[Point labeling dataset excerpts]
▬▬▬▬▬▬▬▬▬▬
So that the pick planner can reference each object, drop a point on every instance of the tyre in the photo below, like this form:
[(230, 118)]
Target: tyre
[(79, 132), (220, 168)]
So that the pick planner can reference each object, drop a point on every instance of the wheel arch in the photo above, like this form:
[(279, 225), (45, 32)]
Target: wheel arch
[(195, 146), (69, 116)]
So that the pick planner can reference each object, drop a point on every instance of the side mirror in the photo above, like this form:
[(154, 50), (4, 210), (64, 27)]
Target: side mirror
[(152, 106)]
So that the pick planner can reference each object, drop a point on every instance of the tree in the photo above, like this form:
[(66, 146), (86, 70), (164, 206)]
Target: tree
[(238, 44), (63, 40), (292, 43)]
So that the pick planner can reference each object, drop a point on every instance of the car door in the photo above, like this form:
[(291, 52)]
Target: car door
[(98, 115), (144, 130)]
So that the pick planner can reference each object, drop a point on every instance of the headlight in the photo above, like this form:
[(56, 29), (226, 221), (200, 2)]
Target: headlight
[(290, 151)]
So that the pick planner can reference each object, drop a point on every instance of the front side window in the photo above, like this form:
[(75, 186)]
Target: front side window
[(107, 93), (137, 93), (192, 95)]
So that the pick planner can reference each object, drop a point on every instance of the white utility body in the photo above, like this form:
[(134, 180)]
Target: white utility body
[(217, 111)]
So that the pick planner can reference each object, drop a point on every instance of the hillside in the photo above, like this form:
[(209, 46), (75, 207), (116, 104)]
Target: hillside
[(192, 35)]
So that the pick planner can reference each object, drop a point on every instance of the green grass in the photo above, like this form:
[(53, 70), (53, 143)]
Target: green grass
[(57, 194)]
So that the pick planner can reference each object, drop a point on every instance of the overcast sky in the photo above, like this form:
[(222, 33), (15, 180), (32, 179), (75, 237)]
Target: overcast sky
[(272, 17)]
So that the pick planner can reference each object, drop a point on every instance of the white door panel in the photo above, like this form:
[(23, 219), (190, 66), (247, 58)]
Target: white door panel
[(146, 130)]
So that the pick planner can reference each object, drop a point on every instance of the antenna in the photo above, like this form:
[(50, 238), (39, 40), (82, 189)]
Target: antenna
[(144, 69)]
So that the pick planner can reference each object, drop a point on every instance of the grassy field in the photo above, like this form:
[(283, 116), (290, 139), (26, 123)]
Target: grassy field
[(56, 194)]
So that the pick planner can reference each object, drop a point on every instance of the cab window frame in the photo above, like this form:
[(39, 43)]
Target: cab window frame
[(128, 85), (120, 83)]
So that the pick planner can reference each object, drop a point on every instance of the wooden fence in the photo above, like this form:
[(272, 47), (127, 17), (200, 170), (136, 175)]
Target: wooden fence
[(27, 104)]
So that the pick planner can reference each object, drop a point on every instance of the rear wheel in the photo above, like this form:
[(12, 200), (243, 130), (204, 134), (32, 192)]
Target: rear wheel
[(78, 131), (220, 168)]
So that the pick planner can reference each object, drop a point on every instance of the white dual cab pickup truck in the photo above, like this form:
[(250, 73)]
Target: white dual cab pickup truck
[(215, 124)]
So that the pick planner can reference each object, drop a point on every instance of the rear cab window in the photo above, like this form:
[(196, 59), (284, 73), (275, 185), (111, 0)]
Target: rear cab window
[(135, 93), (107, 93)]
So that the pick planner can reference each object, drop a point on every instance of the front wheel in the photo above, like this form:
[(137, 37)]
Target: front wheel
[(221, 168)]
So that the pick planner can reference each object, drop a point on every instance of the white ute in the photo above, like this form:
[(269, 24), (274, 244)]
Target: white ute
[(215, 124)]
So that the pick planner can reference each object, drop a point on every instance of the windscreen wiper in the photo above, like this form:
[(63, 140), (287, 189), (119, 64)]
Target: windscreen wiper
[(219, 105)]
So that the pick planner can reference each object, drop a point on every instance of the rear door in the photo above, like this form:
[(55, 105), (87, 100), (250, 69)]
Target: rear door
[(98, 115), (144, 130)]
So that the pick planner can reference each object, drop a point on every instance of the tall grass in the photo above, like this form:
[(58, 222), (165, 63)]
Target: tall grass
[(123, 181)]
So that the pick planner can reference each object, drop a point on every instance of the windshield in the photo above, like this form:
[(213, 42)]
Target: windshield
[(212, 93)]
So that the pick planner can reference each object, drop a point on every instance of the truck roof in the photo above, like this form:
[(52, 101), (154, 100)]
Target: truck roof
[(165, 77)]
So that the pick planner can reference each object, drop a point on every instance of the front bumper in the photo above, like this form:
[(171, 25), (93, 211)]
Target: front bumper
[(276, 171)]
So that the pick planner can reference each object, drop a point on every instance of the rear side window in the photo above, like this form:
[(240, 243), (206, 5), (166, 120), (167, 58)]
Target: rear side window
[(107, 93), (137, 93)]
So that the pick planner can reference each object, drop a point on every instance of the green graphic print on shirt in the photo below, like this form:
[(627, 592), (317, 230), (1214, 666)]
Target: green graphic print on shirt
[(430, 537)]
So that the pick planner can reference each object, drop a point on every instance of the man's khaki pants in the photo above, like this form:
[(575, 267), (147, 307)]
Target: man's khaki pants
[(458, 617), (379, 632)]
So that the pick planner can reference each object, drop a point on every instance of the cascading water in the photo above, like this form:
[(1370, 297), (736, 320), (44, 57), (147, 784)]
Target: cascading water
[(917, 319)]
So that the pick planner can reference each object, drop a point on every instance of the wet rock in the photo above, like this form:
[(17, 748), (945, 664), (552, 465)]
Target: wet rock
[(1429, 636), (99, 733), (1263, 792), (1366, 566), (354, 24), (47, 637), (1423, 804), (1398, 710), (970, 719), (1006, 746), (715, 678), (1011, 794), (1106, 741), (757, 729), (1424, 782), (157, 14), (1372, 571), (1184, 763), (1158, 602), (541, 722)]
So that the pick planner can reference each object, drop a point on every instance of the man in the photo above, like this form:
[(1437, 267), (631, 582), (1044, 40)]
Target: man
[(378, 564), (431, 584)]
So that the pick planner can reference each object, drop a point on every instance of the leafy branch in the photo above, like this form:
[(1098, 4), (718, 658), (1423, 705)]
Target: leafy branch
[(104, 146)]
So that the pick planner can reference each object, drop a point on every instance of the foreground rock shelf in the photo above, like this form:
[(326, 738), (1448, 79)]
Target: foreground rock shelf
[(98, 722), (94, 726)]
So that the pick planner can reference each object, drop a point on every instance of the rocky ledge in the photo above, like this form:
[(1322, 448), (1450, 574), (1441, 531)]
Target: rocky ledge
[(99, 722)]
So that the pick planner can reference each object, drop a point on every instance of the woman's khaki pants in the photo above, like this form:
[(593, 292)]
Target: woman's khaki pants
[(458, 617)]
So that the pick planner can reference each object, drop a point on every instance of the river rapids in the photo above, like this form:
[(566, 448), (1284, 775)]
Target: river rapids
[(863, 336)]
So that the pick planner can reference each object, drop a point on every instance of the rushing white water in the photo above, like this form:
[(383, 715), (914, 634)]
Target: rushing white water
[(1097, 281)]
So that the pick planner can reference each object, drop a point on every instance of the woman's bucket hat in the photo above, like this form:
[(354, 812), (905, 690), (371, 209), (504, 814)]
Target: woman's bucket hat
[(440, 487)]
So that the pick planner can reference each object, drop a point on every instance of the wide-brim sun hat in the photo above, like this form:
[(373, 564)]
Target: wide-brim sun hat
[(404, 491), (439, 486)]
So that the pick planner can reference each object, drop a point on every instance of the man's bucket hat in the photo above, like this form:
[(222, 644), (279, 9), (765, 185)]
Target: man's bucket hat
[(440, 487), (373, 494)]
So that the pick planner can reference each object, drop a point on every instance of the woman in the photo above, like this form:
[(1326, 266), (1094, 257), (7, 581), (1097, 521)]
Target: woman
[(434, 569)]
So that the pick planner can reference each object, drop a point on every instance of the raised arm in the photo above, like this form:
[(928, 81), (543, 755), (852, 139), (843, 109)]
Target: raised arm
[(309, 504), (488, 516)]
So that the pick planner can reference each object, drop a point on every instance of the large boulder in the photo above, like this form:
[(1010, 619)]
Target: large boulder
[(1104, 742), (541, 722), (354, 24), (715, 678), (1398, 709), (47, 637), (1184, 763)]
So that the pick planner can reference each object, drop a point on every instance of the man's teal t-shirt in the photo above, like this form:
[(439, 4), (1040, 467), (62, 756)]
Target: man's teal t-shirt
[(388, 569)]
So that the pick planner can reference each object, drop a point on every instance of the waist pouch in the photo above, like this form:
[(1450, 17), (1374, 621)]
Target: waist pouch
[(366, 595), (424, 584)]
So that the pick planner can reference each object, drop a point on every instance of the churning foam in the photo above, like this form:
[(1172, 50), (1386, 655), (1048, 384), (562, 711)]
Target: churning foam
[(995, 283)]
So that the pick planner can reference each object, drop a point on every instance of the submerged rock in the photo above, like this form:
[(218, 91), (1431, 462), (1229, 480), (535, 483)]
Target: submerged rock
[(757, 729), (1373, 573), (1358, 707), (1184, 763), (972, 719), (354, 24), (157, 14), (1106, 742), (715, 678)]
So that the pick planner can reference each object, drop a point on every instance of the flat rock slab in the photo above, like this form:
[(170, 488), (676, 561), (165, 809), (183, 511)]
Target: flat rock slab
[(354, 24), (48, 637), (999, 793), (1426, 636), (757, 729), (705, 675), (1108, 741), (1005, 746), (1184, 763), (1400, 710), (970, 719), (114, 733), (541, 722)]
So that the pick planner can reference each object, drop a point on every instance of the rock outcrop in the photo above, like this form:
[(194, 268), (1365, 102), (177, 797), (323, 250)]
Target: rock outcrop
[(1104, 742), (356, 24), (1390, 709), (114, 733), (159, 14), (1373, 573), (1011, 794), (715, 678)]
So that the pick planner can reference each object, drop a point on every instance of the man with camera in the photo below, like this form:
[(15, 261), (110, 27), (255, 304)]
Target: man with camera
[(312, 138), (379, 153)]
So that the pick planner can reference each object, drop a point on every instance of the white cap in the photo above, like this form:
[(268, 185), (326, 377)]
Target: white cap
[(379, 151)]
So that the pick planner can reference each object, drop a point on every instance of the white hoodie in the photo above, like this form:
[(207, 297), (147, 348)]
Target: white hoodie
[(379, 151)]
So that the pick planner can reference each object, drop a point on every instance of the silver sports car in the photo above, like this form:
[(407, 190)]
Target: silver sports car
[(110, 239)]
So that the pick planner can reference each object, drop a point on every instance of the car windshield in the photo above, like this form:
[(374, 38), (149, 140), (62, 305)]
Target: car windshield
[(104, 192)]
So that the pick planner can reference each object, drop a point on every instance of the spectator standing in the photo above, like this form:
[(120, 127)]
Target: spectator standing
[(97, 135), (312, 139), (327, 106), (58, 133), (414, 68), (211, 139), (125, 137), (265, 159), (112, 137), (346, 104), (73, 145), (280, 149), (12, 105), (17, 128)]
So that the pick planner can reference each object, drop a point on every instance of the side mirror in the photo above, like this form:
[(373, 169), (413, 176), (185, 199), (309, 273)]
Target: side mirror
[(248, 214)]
▬▬▬▬▬▬▬▬▬▬
EXERCISE OBJECTIVE —
Update the items from the very first line through the line containing "[(195, 146), (69, 116)]", changing "pick planner" to "grasp planner" and leaving everything else as it is.

THE COMPLETED TASK —
So that the grasp planner can reference each object, drop a point on every instance of the tyre in the photo below, like this form:
[(230, 118)]
Target: tyre
[(79, 132), (220, 168)]
So that the grasp planner can reference each object, drop a point on every instance of the wheel arch in the photo above, like this form:
[(279, 225), (45, 32)]
Target: wheel arch
[(195, 146), (69, 116)]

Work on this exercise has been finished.